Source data

-=-=-=-=-

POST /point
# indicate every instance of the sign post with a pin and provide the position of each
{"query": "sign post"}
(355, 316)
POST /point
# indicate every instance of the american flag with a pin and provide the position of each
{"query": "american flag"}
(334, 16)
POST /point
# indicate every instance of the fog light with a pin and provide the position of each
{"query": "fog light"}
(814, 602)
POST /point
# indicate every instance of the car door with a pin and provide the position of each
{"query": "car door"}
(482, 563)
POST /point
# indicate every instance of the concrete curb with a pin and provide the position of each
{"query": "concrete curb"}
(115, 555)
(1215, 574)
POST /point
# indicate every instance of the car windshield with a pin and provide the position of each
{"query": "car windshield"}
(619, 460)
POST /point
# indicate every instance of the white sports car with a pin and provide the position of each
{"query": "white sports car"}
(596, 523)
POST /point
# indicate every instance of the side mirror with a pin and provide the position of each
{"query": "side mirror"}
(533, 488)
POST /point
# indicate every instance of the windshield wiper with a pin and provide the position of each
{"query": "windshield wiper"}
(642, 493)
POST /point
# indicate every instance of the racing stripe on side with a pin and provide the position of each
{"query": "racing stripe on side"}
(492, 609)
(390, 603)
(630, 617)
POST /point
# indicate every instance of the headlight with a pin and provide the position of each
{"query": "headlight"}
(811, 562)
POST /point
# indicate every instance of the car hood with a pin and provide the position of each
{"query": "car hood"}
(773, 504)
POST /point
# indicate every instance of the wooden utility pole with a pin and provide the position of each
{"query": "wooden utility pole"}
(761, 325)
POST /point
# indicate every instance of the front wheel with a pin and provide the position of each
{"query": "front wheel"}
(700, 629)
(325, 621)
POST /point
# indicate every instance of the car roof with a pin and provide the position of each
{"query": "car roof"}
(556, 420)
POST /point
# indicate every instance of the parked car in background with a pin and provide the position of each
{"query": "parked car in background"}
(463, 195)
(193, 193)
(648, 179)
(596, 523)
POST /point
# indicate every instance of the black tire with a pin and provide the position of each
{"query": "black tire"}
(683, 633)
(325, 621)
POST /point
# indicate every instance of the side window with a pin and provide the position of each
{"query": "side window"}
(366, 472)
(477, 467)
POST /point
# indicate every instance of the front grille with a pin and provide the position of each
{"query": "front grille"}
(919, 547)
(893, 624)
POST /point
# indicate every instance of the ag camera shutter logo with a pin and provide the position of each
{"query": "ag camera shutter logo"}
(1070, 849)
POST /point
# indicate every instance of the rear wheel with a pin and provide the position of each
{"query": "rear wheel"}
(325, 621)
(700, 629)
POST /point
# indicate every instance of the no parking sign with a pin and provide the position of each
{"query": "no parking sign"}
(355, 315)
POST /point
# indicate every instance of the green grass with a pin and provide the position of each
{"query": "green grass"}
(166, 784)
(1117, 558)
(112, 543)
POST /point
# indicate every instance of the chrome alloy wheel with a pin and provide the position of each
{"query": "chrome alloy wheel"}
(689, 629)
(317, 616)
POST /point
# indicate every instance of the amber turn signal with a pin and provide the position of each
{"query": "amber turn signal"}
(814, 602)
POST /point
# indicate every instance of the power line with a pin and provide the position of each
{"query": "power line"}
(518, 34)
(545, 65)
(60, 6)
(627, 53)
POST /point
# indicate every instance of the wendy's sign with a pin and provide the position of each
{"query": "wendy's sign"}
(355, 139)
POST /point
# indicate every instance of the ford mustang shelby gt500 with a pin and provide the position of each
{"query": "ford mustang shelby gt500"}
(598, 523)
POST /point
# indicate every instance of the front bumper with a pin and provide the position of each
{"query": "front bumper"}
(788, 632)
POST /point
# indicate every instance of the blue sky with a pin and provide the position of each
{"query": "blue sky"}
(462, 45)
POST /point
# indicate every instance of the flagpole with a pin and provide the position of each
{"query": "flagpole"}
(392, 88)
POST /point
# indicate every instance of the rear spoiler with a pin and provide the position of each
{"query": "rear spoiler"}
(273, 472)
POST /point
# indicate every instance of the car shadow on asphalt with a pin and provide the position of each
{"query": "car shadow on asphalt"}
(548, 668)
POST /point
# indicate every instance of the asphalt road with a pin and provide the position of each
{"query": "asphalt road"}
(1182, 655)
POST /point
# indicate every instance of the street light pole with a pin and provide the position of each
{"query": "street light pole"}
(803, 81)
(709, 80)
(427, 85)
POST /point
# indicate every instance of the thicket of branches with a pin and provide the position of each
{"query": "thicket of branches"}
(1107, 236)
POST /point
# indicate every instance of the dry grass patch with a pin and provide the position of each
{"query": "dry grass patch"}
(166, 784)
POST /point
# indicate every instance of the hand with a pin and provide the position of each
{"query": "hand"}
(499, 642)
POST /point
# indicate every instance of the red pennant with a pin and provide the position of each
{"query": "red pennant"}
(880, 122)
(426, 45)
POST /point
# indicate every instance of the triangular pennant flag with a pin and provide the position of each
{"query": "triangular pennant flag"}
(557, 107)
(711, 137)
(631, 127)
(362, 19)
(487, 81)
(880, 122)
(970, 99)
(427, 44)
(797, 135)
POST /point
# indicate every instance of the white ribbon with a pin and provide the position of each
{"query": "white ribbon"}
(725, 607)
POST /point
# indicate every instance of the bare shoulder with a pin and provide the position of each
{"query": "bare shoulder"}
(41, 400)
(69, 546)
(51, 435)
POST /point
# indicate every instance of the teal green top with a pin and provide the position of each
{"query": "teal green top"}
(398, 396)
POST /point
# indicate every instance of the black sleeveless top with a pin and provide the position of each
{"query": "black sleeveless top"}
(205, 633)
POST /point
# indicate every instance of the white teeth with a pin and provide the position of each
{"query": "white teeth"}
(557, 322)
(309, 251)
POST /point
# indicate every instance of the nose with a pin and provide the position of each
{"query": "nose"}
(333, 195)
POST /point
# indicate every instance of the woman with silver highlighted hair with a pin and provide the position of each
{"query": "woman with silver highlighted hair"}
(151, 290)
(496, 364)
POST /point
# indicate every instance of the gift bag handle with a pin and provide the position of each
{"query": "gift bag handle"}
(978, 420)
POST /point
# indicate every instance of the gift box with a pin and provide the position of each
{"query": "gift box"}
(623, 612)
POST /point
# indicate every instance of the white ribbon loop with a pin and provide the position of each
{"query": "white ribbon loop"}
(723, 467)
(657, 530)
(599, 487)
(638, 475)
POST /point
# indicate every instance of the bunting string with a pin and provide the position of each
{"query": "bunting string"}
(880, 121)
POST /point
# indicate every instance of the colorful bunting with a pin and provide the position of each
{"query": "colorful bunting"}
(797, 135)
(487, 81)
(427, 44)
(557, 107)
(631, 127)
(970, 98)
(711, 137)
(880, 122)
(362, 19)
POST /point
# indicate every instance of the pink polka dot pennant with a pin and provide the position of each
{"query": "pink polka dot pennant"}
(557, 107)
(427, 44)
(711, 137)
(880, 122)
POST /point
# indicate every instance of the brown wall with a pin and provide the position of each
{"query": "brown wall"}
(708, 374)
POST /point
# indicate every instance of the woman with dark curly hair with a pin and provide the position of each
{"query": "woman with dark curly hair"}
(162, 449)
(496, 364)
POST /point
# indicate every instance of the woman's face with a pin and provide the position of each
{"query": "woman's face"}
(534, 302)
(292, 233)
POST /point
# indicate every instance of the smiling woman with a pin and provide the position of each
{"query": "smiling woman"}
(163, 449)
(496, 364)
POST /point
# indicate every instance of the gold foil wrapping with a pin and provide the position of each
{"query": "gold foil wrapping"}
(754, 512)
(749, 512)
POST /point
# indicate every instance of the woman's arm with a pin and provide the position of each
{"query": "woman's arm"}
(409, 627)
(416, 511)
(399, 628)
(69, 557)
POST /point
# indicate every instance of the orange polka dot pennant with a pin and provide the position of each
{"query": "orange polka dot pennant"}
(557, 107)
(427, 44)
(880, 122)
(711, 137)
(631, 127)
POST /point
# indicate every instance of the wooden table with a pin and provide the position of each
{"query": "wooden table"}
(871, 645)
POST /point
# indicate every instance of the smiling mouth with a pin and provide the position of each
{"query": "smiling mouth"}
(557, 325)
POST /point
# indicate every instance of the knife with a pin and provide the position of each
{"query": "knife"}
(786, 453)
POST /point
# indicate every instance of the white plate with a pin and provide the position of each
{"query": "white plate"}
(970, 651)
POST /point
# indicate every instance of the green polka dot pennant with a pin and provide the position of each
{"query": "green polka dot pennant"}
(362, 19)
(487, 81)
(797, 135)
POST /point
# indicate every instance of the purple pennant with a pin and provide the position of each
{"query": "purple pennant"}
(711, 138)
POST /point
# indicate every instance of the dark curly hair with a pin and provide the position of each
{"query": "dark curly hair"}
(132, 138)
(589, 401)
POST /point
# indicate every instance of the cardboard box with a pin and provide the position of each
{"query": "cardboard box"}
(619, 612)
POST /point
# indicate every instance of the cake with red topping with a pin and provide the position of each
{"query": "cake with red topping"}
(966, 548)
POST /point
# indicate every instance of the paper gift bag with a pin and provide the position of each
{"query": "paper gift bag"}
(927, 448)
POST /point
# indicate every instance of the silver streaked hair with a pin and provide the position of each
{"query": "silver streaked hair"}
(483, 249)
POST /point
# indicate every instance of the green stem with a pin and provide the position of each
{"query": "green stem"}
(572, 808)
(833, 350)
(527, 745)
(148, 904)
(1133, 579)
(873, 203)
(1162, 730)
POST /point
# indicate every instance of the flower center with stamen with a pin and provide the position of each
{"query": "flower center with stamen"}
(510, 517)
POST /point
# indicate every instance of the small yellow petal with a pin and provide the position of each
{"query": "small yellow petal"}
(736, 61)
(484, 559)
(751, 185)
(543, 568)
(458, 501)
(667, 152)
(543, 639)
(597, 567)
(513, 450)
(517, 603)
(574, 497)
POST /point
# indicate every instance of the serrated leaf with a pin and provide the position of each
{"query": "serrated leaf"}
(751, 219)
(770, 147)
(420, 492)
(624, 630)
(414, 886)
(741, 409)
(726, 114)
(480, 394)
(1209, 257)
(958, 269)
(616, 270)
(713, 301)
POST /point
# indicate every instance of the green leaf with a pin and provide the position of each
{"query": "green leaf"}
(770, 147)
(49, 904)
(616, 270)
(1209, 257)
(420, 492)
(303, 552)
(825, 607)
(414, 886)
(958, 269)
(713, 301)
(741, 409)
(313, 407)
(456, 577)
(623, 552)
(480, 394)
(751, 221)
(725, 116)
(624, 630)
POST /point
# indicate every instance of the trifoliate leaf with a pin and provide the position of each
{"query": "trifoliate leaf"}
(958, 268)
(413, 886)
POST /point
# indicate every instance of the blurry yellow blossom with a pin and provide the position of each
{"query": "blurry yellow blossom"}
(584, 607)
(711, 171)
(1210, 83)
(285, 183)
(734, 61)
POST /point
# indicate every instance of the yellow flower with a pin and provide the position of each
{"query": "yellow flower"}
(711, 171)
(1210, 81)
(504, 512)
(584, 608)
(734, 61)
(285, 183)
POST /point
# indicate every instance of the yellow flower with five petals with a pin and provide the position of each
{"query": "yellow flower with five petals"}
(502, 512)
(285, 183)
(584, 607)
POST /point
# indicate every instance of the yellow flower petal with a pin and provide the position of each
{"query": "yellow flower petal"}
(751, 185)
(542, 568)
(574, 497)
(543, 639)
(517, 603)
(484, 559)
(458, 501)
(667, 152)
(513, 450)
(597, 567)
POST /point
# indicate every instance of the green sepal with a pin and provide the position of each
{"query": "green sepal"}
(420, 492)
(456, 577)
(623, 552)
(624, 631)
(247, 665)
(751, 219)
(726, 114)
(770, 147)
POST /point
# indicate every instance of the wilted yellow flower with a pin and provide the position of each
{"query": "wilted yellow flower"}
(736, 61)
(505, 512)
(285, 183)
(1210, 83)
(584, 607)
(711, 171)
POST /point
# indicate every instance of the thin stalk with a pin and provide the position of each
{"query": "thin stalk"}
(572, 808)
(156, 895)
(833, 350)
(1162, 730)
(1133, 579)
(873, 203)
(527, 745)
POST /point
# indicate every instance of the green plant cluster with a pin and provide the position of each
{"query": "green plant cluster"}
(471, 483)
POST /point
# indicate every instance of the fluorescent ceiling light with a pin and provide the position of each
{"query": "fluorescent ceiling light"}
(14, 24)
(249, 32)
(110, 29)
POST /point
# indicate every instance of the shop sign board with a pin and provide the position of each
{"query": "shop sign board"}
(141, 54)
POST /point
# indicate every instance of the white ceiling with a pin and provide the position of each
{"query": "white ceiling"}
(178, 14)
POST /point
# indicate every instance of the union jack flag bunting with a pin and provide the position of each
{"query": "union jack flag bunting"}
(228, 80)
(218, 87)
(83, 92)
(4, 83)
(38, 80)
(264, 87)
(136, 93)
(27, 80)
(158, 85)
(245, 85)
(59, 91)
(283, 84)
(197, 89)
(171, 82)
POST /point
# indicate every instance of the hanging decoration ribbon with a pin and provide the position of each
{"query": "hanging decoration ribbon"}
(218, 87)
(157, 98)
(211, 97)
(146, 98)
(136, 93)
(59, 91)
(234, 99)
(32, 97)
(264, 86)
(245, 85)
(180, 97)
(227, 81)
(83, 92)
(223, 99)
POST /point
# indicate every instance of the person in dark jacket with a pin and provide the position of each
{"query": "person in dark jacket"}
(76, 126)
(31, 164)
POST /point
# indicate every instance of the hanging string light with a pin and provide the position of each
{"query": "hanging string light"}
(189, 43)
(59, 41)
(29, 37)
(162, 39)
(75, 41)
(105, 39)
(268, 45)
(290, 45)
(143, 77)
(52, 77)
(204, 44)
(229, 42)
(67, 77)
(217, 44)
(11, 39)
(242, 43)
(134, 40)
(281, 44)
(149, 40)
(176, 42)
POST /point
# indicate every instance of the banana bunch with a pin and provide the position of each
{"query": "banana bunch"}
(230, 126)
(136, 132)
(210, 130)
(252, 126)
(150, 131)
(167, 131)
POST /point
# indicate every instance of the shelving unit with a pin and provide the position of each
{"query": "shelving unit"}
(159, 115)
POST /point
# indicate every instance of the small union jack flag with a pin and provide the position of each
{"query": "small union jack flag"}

-=-=-=-=-

[What is needed] Among the entries above, the lines between the ones containing "# indicate every instance of the car hood" and "# indicate every instance of the front wheel", inclusive, are to be transcribed exactly. No other line is to be given.

[Reply]
# indicate every instance of the car hood with a pin and provide the position of each
{"query": "car hood"}
(773, 504)
POST /point
# indicate every instance of the wooden utility pole with a pin and provide the position of each
{"query": "wooden utility pole"}
(761, 325)
POST /point
# indicate every instance of the front wheel with a pin and provide the position of each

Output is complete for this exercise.